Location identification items
_ _ _ _

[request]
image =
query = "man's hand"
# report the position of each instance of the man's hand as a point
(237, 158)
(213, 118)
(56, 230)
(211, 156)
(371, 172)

_ _ _ _

Goal -> Count the rows above that contain the string "hand", matching case exactly, and reply with only that number.

Full solution -> 2